## What the task asks:
Please update the records from the beginning up to and including the line with "point(39, 231)": write those lines out again with "overcast sky" changed to "cloudy sky" and nothing else altered.

## Supplied data:
————
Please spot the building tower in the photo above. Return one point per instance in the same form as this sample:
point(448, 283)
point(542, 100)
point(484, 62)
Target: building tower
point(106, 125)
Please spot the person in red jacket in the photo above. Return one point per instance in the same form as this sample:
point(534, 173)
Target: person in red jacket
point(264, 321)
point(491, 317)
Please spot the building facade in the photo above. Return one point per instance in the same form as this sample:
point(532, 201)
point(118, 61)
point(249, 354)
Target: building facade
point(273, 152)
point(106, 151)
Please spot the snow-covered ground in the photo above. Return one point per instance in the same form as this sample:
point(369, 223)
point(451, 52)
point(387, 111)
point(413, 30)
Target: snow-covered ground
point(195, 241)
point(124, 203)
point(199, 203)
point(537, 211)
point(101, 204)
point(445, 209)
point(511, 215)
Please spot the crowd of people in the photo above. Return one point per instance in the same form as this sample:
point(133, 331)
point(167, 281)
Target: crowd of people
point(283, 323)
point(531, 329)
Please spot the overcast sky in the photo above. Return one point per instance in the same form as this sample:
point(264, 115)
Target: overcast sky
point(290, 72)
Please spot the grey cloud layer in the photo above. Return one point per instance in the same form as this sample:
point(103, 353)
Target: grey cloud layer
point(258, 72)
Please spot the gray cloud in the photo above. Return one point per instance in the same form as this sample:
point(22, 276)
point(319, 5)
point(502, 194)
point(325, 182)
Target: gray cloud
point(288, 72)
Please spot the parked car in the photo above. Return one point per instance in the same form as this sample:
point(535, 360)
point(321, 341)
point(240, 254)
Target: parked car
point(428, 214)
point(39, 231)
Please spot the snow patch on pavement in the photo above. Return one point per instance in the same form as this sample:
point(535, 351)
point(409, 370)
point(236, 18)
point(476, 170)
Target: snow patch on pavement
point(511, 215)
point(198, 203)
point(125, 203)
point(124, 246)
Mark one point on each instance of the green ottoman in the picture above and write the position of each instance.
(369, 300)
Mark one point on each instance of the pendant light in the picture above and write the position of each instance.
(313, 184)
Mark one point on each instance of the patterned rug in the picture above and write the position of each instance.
————
## Output for this exercise:
Please spot the building tower in the photo above. Return one point per instance in the same form as this sample:
point(448, 283)
point(542, 100)
point(484, 62)
Target: building tower
point(106, 125)
Please spot the person in red jacket in the photo above. Return one point per instance in the same form as this sample:
point(534, 173)
Target: person in red jacket
point(264, 321)
point(491, 317)
Please spot the building facade in the photo above. Return one point per instance in the same form as this sample:
point(532, 201)
point(118, 61)
point(249, 354)
Target: building facade
point(273, 152)
point(106, 151)
Please spot the snow-covered ground in the photo above. Return one point per instance in the same form as this sample:
point(369, 223)
point(451, 52)
point(387, 111)
point(413, 30)
Target: snow-covered ground
point(195, 241)
point(124, 203)
point(199, 203)
point(537, 211)
point(101, 204)
point(445, 209)
point(511, 215)
Please spot the crowd of people in the photo above. Return one point per instance in the same form as this sample:
point(133, 331)
point(167, 281)
Target: crowd of people
point(283, 323)
point(531, 329)
Please spot the cloudy sky in the photo above. Return one point per instance in the same form as this sample:
point(264, 115)
Target: cloudy sky
point(290, 72)
Please spot the grey cloud layer in the photo above. Return one point per instance in the same form as this sample:
point(103, 353)
Target: grey cloud layer
point(258, 72)
Please spot the gray cloud in the photo above. Return one point per instance in the same form as this sample:
point(22, 276)
point(319, 5)
point(502, 194)
point(325, 182)
Target: gray cloud
point(288, 72)
Please spot the parked car in the photo above. Return one point per instance in the same form as this sample:
point(535, 360)
point(321, 341)
point(240, 254)
Target: parked car
point(428, 214)
point(39, 231)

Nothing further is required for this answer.